_Exercice proposé 1_
Comptez les lignes de la liste qui contiennent la chaîne « woman ». Donnez uniquement ce nombre.

Warhol intrigue encore

Par Bénédicte Ramade · L'ŒIL

Le 1 mars 2006 - 390 mots

À une bonne heure de train de New York, la fondation Dia déploie sa fabuleuse collection d’art initiée dans les années 1970. Parmi de véritables monuments de l’art conceptuel et minimal américain, Andy Warhol tient la dragée haute avec une exposition grandiose qui mêle aux icônes que sont les portraits des œuvres un peu moins galvaudées.
Hanté par la mort. L’œuvre de Warhol est jalonnée par la mort, la terreur. Elle reflète ce goût de l’Amérique pour le macabre et le sensationnel, avec la série des crânes de 1976 (Skulls) et surtout celle des Disasters de 1963. Parmi les six toiles, on reste médusé par l’étonnante composition fuchsia des funérailles sanglantes d’un gangster, mélange de légèreté et de brutalité imparable, ou un accident d’ambulance. Toutes ces œuvres sont présentées sur un papier peint représentant le monument à George Washington, un obélisque, à peine dessiné au crayon, dont la répétition crée une présence fantomatique et des effets de collage particulièrement probants. La grande série de 1978-1979, Shadows, 102 toiles d’ombres abstraites et colorées, dont 72 parties sont montrées ici, s’épanouit particulièrement bien dans une salle de 630 m2.

_Données à exploiter_
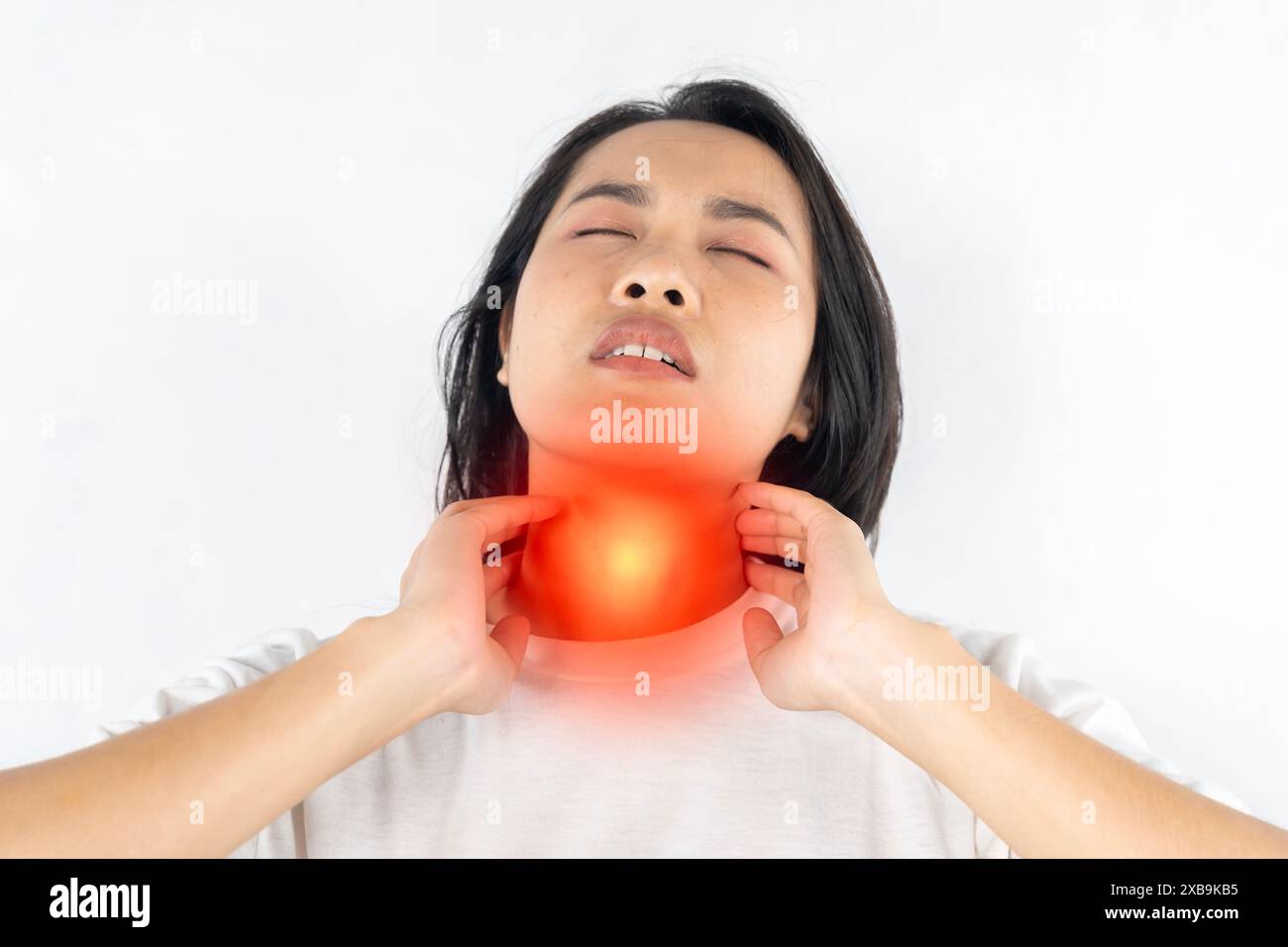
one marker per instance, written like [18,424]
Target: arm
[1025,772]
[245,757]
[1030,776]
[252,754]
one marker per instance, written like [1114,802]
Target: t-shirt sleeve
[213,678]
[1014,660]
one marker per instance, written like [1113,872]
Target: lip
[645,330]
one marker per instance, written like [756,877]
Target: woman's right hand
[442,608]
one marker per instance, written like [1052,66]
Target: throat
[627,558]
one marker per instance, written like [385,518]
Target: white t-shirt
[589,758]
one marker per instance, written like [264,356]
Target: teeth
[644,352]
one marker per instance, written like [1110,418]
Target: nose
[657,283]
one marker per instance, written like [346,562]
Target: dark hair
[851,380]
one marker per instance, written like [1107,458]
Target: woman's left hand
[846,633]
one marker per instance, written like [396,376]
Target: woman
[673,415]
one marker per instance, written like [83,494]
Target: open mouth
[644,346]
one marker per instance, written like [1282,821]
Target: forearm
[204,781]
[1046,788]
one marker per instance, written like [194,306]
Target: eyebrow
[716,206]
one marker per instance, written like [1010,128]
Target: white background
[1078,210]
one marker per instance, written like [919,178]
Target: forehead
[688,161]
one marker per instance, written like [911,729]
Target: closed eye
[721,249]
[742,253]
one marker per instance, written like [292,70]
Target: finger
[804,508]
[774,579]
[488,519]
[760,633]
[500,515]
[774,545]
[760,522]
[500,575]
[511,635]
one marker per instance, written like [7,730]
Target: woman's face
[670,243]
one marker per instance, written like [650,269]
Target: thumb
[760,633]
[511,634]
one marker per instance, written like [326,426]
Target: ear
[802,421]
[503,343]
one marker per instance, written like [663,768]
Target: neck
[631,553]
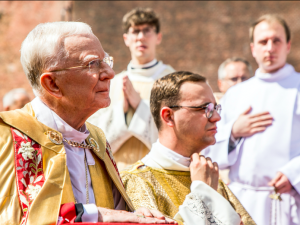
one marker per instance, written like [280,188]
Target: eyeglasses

_Exercice proposé 2_
Rédigez la suite de l'article sur l'exposition Warhol à la fondation Dia, à partir de sa dernière phrase.

_Résultat obtenu 1_
4

_Résultat obtenu 2_
Déjouer l’oubli. L’image pop, lisse et « easy » de Warhol est ici nimbée de noir, hantée par l’inquiétude de son créateur. Celui-ci ne s’était-il pas mis dans les années 1960 à remplir des Time Capsules ? Il en réalisera 612, comme des instantanés, les fragments d’une archéologie du présent, collectant tout sur son passage, documentant sa vie dans les moindres détails. Comme s’il avait peur qu’elle lui échappe. Observer les quatre capsules qui ont été nouvellement ouvertes pour l’occasion, s’avère moins futile qu’il n’y paraît. Émouvant, anxiogène, ce temps arrêté délivre des trésors. Parmi une multitude d’invitations, on trouve l’arrêt du gouvernement canadien refusant aux boîtes Brillo (répliques de cartons de savons inventés en 1964) le statut d’œuvre d’art.
Warhol a gagné avec cette collecte son combat contre l’oubli.
Une réussite qui échappe aux fameux portraits des personnalités produits en nombre par l’artiste. Accrochés avec un sens certain de l’humour sur les dizaines d’obélisques de Washington, la plupart de ces visages sont sortis des mémoires, revers pervers de la célébrité. Un vieillissement qui décidément épargne le maître.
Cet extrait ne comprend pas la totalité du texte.